------ Data entries ------

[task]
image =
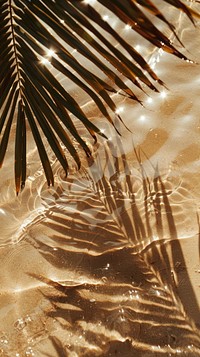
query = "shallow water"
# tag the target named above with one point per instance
(106, 263)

------

Recast the listing above as a JSON list of strings, one string per line, leaving out blank lines and any pictures.

[
  "[task]",
  "image =",
  "query = \"shallow water\"",
  "# tag the target named above with one point per instance",
  "(106, 263)"
]